_Input:_
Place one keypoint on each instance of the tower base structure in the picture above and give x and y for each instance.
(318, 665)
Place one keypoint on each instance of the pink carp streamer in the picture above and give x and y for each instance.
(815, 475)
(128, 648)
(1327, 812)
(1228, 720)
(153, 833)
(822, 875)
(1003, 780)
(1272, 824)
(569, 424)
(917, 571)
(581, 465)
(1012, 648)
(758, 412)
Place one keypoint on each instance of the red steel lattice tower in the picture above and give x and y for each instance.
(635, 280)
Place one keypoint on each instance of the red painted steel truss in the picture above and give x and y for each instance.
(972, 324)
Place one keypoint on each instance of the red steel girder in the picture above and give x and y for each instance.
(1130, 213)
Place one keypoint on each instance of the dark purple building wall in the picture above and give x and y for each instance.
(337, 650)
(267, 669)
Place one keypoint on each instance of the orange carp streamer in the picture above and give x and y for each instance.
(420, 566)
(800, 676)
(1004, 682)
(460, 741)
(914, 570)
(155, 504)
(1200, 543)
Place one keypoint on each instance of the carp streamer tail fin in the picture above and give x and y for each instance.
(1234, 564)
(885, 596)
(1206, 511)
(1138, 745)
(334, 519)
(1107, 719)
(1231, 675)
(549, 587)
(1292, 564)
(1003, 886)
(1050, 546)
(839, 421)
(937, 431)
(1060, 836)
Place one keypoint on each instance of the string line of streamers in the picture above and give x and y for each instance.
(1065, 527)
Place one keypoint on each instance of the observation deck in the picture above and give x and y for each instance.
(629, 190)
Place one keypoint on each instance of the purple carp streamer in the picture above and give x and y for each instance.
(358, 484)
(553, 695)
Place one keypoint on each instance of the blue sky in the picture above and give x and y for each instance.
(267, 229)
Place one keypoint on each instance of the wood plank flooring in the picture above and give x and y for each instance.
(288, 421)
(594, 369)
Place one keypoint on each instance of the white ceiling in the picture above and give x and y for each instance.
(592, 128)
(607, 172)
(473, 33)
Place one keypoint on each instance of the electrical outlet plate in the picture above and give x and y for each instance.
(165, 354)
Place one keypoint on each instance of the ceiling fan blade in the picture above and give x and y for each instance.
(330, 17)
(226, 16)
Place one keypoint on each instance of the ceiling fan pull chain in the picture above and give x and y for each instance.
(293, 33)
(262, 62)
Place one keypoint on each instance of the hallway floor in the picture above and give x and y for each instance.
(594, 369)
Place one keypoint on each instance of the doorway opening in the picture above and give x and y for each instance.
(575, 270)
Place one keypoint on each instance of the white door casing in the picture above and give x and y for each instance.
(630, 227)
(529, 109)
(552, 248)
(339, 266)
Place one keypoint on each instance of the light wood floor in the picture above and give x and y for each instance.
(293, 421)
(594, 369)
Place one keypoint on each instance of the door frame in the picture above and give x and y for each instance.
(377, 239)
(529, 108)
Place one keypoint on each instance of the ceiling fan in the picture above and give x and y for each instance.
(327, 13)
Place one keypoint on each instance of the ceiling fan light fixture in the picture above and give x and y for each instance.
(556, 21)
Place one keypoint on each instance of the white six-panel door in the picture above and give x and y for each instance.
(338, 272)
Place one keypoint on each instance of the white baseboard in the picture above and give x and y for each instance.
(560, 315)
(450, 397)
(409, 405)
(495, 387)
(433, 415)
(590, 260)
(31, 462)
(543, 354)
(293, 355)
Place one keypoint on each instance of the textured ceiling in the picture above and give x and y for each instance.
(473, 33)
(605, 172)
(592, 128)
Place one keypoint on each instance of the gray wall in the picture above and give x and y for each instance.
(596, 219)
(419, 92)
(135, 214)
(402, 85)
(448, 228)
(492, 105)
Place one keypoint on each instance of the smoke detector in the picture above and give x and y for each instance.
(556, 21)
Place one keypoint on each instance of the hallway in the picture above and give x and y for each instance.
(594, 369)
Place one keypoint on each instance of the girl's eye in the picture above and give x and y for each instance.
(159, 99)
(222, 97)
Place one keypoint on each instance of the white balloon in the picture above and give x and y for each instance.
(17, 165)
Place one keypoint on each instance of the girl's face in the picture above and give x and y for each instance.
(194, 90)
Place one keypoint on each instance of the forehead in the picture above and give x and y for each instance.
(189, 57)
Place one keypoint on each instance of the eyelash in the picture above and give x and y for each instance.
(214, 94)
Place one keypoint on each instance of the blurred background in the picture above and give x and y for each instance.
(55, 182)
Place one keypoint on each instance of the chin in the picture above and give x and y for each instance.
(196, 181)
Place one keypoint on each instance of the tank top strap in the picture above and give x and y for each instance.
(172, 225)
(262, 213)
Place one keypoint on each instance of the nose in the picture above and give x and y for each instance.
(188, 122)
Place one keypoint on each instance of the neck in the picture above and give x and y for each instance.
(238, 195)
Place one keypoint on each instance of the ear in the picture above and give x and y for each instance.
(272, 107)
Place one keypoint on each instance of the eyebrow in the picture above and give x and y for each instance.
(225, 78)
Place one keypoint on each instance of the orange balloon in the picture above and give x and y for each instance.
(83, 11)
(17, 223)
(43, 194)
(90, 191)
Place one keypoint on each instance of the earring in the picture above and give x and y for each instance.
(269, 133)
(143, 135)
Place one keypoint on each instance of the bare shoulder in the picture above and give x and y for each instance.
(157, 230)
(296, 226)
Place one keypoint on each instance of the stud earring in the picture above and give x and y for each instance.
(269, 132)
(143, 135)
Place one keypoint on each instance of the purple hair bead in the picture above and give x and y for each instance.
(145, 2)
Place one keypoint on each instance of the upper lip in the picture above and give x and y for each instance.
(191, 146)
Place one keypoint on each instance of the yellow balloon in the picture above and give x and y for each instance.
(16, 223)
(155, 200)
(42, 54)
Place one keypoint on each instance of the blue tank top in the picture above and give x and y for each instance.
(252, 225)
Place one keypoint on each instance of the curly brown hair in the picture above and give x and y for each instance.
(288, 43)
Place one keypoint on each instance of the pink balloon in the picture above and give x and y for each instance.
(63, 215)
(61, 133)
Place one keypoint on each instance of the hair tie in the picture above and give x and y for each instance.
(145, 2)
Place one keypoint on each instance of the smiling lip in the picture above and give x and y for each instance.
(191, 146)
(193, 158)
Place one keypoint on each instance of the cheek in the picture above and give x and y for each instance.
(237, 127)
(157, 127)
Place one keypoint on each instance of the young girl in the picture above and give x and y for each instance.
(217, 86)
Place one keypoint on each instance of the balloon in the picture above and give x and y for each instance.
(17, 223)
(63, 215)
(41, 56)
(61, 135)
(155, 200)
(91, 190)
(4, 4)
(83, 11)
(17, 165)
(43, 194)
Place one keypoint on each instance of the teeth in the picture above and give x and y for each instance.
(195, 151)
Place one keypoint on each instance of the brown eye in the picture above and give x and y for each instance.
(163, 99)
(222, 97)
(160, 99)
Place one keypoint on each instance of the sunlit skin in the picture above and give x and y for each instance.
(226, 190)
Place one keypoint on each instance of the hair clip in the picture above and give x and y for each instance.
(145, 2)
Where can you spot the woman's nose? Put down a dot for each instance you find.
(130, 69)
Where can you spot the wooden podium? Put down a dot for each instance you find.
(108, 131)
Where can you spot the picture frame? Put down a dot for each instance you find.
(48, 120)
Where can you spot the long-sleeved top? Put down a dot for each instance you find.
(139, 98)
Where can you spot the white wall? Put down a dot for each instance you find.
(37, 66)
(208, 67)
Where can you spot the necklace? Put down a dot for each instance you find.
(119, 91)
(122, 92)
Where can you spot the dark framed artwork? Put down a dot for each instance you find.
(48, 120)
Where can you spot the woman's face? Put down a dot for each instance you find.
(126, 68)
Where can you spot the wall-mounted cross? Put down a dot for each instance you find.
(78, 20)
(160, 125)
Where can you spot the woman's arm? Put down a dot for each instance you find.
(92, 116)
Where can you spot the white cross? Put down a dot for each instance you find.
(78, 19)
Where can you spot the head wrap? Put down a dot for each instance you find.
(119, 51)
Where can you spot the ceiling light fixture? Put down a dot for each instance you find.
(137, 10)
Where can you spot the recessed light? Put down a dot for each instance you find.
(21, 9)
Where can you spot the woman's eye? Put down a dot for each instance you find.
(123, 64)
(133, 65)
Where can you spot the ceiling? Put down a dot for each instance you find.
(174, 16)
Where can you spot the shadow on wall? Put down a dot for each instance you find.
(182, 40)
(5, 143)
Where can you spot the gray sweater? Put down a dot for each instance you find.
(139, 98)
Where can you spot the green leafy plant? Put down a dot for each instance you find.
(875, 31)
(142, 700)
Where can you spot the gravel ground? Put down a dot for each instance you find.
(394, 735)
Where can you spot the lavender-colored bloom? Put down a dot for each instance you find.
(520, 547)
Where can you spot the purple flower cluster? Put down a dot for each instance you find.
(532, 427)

_Aim:_ Reproduce without alteration the portion of the items that opens with the line containing "Where can you spot the gray" and continues through the final line of the items.

_Answer:_
Where can you spot the gray sweater? Put down a dot for each instance you find.
(139, 98)
Where can you spot the green leafy plant? Put down a dot for each instance you find.
(875, 31)
(142, 700)
Where can you spot the gravel ground? Put down a dot for each instance you find.
(394, 735)
Where can you spot the lavender-colored bloom? Put down a dot for each instance you find.
(520, 547)
Where can you spot the purple flower cluster? Put down a dot for each instance you find.
(532, 427)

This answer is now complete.